**Do this**
Pick out each line in the entries below that contains the word "building" and copy those lines. Matching is case-sensitive.

**Stored data**
------------------------
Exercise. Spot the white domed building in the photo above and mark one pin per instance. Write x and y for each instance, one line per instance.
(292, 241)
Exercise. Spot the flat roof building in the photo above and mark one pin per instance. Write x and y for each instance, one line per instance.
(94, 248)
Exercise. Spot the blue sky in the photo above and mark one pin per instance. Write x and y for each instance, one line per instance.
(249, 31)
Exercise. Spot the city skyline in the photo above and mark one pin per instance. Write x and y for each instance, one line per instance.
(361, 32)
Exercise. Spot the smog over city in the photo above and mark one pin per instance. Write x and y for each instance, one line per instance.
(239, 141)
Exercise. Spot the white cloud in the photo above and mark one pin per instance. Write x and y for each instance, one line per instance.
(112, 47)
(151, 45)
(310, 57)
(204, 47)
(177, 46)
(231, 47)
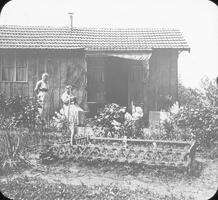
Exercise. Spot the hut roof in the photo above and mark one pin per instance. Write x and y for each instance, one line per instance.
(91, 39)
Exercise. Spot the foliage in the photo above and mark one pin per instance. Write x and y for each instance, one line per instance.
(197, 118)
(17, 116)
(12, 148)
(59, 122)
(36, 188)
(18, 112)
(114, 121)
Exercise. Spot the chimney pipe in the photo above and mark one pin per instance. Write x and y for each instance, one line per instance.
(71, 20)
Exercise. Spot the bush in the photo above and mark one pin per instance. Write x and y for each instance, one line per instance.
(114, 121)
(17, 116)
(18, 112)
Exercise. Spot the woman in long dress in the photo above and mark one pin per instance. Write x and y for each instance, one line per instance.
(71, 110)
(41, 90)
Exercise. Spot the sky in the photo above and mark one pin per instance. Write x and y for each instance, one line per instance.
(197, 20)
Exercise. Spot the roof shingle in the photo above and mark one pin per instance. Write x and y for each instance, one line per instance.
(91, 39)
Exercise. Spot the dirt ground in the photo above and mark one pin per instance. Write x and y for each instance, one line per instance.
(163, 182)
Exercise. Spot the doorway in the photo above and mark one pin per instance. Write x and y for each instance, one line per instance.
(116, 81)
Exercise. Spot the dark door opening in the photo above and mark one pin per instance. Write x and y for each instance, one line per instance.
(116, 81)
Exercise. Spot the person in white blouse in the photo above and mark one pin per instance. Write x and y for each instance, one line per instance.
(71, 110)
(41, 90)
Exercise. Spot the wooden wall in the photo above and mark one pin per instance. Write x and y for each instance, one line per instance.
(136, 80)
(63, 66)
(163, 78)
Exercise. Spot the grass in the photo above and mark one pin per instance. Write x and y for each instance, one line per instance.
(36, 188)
------------------------
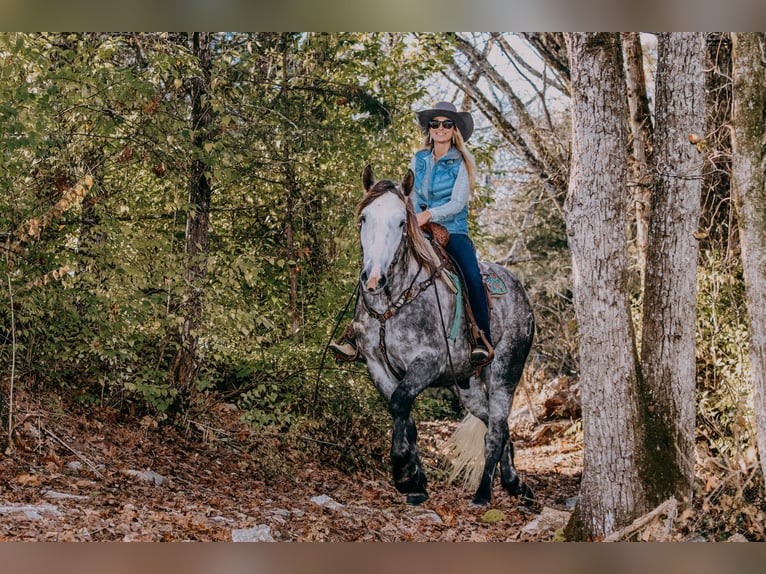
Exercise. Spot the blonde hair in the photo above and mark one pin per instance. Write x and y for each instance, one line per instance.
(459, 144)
------------------------
**Task output**
Exercise. Spot the white domed building in the photo above and mark one pin per instance. Write x and y for each instance, one line per instance.
Exercise. Spot the flat roof building in the photo above and mark one pin per instance. Write x and y for each instance, one line per instance.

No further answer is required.